=== Description of the task ===
Without any change, set down every record below.

=== Exercise data ===
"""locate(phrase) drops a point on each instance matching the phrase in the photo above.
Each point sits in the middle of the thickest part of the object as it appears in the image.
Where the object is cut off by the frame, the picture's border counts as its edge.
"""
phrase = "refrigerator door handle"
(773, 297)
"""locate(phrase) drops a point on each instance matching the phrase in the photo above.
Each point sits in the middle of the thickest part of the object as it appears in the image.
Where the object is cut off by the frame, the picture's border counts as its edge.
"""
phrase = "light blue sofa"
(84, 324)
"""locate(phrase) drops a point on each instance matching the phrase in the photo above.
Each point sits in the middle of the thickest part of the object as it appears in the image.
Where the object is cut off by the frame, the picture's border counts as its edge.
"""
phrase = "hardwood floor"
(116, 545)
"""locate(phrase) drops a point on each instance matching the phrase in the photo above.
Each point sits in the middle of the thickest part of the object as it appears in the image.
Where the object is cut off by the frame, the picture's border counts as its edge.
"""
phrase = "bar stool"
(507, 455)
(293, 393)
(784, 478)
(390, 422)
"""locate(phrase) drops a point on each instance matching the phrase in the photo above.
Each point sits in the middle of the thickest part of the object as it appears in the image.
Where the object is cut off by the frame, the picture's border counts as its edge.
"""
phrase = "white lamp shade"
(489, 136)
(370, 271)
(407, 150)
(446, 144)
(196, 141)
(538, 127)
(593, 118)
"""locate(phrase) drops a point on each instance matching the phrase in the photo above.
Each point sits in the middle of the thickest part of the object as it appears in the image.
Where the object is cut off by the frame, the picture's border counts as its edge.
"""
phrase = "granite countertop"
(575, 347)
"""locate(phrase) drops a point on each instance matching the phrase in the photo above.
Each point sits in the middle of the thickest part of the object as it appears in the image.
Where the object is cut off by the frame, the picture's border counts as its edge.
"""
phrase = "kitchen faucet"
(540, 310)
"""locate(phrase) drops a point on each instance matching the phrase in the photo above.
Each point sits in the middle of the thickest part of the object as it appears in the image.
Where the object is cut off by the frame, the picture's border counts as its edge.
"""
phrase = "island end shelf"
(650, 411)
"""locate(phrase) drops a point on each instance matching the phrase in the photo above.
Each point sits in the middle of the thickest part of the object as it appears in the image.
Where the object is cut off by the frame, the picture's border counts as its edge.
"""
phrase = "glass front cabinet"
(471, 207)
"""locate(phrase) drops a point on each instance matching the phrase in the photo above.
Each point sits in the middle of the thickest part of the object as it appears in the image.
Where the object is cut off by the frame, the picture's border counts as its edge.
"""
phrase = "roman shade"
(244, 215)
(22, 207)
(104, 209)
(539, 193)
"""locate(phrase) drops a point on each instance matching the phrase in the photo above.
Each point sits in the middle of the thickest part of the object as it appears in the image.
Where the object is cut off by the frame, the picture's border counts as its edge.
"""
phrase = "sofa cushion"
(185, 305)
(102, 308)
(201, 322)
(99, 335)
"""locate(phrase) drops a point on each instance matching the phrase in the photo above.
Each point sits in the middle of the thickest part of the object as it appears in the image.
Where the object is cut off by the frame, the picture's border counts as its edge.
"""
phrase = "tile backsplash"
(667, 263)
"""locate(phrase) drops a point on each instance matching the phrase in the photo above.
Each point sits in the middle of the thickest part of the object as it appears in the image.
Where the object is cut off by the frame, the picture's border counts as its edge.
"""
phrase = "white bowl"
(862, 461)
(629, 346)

=== Response to the task ===
"""locate(phrase) drops a point on each instance matching the phrase in the photo above.
Each point sits in the middle of the thickest part of the object as it appears in the image.
Where the object is cut off by the frame, the picture's border counts as its edge.
"""
phrase = "refrigerator door handle"
(773, 297)
"""locate(phrase) drops a point on each instance matching the phrase in the photo above.
Each point sits in the middle of the thickest part of the object as it appears in the image.
Where the object is cut off by the frame, the picture's border counts as its edge.
"""
phrase = "light blue sofa"
(84, 324)
"""locate(phrase) drops a point on each instance matching the phrase in the photo above.
Each point sits in the middle of the thickest part of the object as it appears in the image.
Where the object is cut off by the frame, the picture's border counts as its edge.
"""
phrase = "hardwood floor"
(116, 545)
"""locate(phrase) drops a point on each instance matching the phrase in the photo above.
Each point sits in the middle of the thickest part of the object as it appears in the image.
Where the object is cut off by the frame, the picture's border counts as its edge.
"""
phrase = "bar stool"
(507, 455)
(293, 393)
(784, 478)
(390, 422)
"""locate(phrase) drops a point on each instance matching the phrase in the photo above.
Each point sits in the middle of the thickest part of the object as it appears in the image.
Where the object is cut off by the frame, the picture's border counts as its edge.
"""
phrase = "white lamp shade"
(489, 136)
(370, 271)
(407, 150)
(446, 144)
(196, 141)
(538, 127)
(593, 118)
"""locate(phrase) drops a point on each instance matching the phrase in the photo above.
Each point sits in the middle of the thickest part of the object as it appears in the image.
Where the object is cut off by the frame, the picture's border counts as its edge.
"""
phrase = "granite countertop"
(575, 347)
"""locate(phrase) drops a point on each instance matching the phrase in the photo above.
Each point sits in the middle of the thickest part of the object as it appears in the image.
Where the object is cut off by the frame, the picture's border counts as its edge.
"""
phrase = "kitchen faucet"
(540, 310)
"""locate(phrase) drops a point on each instance matching the phrase in the photo above.
Each point sits in the middle of the thickest part of the object as it appears in the image.
Where the object is cut off by the frame, the picture's border counts as its edge.
"""
phrase = "island end shelf"
(650, 411)
"""locate(phrase) drops a point on each instance matching the phrase in the photo above.
Each point sits in the middle of the thickest part of the object as it appears in the image.
Where the object is cut off by the frame, the picture's border counts as its edge.
"""
phrase = "glass front cabinet"
(471, 207)
"""locate(phrase) drops a point on each instance matching the phrase in the photo above.
Each point sits in the middle of the thickest part of the object as it appears in the image.
Where the object is cut off by the frame, the picture's border counts as its edge.
"""
phrase = "roman shade"
(244, 215)
(22, 207)
(104, 209)
(539, 193)
"""locate(phrase) drops a point on each instance matching the phrase in the photo above.
Each point sits in the middle of the thickest part of the object as it appears in the image.
Where the object is cut off by the frame, the picture's border counts as its edge.
"""
phrase = "sofa cushion"
(185, 305)
(102, 308)
(201, 322)
(99, 335)
"""locate(phrase) drops a point on each instance matching the phrase in the photo above.
Each point sits in the middle of the thickest part of the object as it appears in the image.
Where the object is cut off by the frame, the picture's border counts as its edge.
"""
phrase = "tile backsplash"
(667, 263)
"""locate(phrase) drops a point on each instance matching the phrase in the photo above.
Each point sits in the middle of the thickest part of the object as it appears in the image.
Where the object is cut off by the frame, the picture's border counts as its edge.
"""
phrase = "white bowl"
(862, 461)
(629, 346)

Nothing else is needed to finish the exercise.